## Kurzaufgabe 1
Zähle die Zeilen der Einträge unten, in denen die Zeichenfolge „back“ vorkommt, und nenne nur die Anzahl.

## Textabschnitt
# Input File ohne Textfeld



## flou (11. April 2007)

hallo,

gibt es irgendeine möglichkeit, ein <input type="file... ohne das Textfeld zu erstellen?
Also nur den Button?


----------



## schutzgeist (11. April 2007)

Du willst aber schon etwas abschicken?

evtl. type="hidden"

http://de.selfhtml.org/html/formulare/versteckte.htm#definieren


----------



## flou (11. April 2007)

was soll mir das ein hidden feld nützen?
es soll lediglich das textfeld ausgeblendet werden....der button soll da bleiben, und ja, es soll auch was verschickt werden!

size="0" funktioniert leider nicht


----------



## Gumbo (11. April 2007)

Das Textfeld des Dateiauswahlelements dient zur Kontrolle der ausgewählten Datei und lässt sich nicht ausblenden.


----------



## sozialesAbseits (11. April 2007)

Ich glaube, mich als Benutzer würde das auch irritieren, wenn ich nicht nochmal den Dateipfad ansehen könnte.


----------



## 5im0n (11. April 2007)

Du könntest das feld höchstens "unsichtbar" machen per css also border auf 0 und background transparent. Was anderes fällt mir auch nicht ein.


----------



## Gumbo (11. April 2007)

Formularelemente lassen sich oft nur sehr beschränkt formatieren. Dabei hängt es vor allem vom Webbrowser ab, was alles zulässig ist.
Roger Johansson hat in „Styling form controls with CSS, revisited“ die meistgenutzten Browser auf den Prüfstand gestellt. Wenn man sieht, was bei einigen dabei herauskommt, ist es verständlich, dass einige nahezu gar keine Veränderungen zulassen.


----------

## Vorliegende Einträge
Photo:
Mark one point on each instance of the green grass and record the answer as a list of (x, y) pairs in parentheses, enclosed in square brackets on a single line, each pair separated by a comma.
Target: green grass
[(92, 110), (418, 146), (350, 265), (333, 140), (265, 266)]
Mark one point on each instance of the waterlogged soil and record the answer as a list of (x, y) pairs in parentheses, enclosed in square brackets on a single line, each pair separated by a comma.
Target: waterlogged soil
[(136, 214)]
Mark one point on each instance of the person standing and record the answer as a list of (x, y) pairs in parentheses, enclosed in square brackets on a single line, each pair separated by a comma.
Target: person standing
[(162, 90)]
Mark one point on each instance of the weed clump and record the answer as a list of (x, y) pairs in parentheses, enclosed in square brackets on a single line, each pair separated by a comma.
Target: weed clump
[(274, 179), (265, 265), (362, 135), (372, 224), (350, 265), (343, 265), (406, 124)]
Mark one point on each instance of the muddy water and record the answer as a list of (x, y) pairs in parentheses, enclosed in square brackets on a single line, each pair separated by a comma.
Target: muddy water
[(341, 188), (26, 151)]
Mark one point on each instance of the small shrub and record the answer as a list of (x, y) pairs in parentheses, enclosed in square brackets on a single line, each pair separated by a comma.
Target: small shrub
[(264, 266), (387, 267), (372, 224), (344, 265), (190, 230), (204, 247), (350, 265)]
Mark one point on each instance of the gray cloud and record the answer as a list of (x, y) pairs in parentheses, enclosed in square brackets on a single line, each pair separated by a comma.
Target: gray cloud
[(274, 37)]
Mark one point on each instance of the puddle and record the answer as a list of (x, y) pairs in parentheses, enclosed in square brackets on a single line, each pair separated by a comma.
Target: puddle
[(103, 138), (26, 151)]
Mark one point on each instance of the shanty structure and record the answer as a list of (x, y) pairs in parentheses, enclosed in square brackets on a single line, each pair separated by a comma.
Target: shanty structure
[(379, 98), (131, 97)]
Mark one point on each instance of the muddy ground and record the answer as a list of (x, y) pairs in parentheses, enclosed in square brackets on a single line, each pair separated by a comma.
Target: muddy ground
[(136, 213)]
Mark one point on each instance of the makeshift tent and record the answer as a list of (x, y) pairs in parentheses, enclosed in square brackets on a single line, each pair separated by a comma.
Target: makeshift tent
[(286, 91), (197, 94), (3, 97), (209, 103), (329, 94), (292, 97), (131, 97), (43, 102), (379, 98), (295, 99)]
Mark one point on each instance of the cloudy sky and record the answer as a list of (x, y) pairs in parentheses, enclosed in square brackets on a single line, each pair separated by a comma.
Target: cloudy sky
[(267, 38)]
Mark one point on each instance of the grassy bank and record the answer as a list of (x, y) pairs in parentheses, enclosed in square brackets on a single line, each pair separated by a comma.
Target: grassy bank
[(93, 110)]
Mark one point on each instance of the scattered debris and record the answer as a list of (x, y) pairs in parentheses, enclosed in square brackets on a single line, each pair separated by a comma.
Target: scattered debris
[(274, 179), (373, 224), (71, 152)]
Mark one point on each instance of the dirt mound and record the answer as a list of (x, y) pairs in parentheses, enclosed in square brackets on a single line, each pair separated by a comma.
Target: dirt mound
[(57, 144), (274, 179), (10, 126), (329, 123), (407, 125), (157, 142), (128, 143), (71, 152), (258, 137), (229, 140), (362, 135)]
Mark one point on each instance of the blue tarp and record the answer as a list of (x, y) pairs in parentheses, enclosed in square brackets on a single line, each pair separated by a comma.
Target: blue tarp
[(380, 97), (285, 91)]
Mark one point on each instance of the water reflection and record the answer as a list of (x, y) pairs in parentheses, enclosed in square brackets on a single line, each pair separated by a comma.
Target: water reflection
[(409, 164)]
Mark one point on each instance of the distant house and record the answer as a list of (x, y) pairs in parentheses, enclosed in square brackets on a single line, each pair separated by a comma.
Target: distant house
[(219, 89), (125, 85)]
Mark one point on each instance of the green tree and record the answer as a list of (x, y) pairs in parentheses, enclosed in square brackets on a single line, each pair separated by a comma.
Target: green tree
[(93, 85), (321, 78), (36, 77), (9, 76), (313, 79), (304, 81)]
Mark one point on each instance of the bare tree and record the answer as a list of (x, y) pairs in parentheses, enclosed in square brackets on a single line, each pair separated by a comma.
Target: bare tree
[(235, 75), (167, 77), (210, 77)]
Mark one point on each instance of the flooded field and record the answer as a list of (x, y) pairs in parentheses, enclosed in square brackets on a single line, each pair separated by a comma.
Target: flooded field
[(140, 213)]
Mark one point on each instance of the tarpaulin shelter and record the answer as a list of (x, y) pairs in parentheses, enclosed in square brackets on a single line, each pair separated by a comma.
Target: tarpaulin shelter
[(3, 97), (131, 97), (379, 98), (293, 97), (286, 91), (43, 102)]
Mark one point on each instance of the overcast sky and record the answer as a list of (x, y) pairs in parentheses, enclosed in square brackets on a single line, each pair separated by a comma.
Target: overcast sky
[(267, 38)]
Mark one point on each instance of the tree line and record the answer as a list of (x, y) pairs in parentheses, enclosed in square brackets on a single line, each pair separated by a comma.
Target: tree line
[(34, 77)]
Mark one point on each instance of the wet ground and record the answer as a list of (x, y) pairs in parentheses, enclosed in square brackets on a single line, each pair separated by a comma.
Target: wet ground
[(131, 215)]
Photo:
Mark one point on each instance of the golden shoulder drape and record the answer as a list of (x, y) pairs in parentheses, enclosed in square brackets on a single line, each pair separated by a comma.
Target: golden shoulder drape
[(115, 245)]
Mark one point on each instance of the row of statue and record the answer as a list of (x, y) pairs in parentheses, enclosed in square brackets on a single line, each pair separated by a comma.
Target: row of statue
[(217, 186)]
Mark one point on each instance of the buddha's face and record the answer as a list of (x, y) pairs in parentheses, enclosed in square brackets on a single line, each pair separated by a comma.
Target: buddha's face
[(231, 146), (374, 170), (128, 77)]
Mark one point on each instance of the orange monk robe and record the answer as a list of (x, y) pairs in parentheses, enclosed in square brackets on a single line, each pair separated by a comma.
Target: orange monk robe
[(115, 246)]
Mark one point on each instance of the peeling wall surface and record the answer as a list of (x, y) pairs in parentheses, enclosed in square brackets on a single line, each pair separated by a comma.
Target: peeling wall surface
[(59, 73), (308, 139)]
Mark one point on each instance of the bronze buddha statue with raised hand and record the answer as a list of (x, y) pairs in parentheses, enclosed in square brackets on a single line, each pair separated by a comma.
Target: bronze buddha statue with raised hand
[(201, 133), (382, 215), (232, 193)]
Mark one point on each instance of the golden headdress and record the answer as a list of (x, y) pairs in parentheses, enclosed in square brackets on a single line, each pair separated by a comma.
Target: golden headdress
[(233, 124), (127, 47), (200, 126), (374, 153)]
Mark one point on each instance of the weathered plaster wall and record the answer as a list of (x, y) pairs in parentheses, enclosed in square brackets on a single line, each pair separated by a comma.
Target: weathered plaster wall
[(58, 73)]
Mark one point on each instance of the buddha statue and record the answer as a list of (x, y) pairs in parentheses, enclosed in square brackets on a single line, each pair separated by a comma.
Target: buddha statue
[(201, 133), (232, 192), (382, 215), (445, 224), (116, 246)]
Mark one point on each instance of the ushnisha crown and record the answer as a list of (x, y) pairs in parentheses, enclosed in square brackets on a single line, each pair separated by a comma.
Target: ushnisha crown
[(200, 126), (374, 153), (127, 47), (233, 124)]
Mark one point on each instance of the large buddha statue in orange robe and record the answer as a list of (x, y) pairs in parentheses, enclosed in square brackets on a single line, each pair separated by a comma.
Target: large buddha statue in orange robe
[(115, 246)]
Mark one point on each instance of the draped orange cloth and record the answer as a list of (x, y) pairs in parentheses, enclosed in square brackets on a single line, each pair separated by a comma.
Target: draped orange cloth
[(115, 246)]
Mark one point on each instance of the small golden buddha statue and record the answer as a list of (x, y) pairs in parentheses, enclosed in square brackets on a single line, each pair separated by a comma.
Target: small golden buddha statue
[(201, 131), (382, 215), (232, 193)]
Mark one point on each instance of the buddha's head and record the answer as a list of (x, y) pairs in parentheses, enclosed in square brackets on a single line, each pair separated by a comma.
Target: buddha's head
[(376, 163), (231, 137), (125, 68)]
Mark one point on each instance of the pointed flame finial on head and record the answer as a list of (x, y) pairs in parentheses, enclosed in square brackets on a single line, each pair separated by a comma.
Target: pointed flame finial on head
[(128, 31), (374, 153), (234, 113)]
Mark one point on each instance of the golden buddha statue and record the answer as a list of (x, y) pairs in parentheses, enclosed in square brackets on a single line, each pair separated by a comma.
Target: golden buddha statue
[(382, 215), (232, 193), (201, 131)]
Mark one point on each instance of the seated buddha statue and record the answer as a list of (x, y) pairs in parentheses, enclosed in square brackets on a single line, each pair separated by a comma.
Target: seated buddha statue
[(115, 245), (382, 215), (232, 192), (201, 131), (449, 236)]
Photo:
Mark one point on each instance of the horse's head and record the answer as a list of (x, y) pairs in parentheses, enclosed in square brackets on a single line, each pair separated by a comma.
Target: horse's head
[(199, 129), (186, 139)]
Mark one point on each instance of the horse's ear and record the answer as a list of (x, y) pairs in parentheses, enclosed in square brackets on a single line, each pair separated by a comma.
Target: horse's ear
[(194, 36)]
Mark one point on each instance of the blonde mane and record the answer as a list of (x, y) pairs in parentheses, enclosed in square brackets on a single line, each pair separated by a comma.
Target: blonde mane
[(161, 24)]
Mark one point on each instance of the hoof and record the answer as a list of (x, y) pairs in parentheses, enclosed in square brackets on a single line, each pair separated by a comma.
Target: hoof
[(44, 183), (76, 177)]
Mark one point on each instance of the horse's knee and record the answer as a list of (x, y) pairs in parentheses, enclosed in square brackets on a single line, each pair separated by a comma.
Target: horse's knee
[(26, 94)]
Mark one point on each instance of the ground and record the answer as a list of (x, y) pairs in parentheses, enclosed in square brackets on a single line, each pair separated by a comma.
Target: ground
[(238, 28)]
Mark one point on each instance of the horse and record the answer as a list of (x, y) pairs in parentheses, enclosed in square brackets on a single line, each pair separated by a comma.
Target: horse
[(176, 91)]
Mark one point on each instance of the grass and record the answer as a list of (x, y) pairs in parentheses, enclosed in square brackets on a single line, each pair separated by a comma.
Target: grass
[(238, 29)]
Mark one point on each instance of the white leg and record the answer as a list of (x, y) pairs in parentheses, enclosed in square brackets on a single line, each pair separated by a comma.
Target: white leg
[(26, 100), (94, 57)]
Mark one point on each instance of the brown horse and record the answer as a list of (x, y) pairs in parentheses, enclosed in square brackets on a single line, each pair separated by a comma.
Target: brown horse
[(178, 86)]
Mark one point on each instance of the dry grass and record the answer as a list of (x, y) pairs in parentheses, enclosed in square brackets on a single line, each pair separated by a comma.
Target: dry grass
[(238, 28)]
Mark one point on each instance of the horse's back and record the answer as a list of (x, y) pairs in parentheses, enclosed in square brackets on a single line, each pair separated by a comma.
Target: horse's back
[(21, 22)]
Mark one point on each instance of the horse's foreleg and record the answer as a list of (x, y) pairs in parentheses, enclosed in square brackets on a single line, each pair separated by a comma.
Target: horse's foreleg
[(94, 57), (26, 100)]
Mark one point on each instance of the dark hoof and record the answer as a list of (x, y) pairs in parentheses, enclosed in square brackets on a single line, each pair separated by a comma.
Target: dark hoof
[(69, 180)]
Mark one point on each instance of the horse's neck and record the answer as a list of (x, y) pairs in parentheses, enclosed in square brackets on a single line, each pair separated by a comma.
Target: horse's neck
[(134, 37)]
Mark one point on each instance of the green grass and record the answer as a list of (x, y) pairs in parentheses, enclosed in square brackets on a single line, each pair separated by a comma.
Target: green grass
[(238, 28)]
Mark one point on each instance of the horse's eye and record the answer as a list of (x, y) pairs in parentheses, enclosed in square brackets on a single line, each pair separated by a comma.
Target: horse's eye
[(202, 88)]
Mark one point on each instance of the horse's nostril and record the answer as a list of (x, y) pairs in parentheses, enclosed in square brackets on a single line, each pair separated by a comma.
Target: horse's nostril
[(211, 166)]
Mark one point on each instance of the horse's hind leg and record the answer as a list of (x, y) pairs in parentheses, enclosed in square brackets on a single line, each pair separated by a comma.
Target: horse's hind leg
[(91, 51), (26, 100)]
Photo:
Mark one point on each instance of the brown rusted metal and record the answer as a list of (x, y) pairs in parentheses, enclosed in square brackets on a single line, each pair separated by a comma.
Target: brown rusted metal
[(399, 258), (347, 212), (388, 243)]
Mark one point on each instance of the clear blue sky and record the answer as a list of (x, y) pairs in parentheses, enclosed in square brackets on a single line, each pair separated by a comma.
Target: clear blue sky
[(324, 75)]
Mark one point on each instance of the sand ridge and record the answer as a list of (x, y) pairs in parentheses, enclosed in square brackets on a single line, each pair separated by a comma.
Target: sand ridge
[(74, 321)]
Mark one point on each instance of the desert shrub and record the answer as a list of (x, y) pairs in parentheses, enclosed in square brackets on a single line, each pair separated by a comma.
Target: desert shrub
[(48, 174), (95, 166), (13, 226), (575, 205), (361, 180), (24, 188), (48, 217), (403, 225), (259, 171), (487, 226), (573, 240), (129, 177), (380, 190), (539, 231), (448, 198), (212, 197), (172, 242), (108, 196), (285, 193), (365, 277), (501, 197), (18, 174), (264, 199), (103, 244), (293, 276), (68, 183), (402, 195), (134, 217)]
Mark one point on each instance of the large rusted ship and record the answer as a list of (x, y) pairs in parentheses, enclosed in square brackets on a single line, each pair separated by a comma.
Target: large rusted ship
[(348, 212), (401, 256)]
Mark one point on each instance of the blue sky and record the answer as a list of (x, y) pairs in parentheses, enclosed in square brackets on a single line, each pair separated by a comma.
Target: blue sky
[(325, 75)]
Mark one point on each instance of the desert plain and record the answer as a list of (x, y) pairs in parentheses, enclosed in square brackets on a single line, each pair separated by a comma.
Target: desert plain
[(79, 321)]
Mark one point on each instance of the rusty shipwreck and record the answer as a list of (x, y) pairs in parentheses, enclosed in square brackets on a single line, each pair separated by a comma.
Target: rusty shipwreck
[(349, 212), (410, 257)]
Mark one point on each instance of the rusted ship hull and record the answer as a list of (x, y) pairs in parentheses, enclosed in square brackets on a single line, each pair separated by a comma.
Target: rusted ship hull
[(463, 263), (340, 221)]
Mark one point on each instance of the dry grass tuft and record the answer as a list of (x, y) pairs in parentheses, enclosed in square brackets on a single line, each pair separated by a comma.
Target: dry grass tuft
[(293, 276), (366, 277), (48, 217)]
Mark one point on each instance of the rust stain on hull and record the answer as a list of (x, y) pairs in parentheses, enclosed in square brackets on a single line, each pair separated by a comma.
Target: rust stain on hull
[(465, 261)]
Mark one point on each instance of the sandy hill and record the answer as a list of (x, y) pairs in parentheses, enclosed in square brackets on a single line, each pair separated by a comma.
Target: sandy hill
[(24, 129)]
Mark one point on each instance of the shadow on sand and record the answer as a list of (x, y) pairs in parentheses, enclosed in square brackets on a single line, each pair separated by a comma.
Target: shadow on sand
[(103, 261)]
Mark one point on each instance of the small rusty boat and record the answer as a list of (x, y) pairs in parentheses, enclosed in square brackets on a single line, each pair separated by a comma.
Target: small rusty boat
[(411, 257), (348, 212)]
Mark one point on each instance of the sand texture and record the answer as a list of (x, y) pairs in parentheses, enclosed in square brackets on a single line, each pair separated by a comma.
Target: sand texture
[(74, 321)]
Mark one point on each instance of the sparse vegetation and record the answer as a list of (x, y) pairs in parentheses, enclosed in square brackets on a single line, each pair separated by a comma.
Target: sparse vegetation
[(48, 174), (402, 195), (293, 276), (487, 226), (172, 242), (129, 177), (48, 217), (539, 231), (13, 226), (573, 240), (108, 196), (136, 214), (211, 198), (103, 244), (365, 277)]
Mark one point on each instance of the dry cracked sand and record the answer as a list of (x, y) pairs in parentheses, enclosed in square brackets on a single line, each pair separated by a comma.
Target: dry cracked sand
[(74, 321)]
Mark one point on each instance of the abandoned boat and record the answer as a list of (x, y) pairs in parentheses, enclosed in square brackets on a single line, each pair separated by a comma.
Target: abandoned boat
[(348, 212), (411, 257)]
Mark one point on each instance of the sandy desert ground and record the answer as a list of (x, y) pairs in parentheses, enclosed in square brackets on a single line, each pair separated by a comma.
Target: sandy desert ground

## Kurzaufgabe 2
Gib aus dem Forenthread zum Dateifeld ohne Textfeld den Abschnitt von „Du könntest das“ bis einschließlich „keine Veränderungen zulassen.“ wortgetreu wieder.

## Ausgabe 1
2

## Ausgabe 2
Du könntest das feld höchstens "unsichtbar" machen per css also border auf 0 und background transparent. Was anderes fällt mir auch nicht ein.


----------



## Gumbo (11. April 2007)

Formularelemente lassen sich oft nur sehr beschränkt formatieren. Dabei hängt es vor allem vom Webbrowser ab, was alles zulässig ist.
Roger Johansson hat in „Styling form controls with CSS, revisited“ die meistgenutzten Browser auf den Prüfstand gestellt. Wenn man sieht, was bei einigen dabei herauskommt, ist es verständlich, dass einige nahezu gar keine Veränderungen zulassen.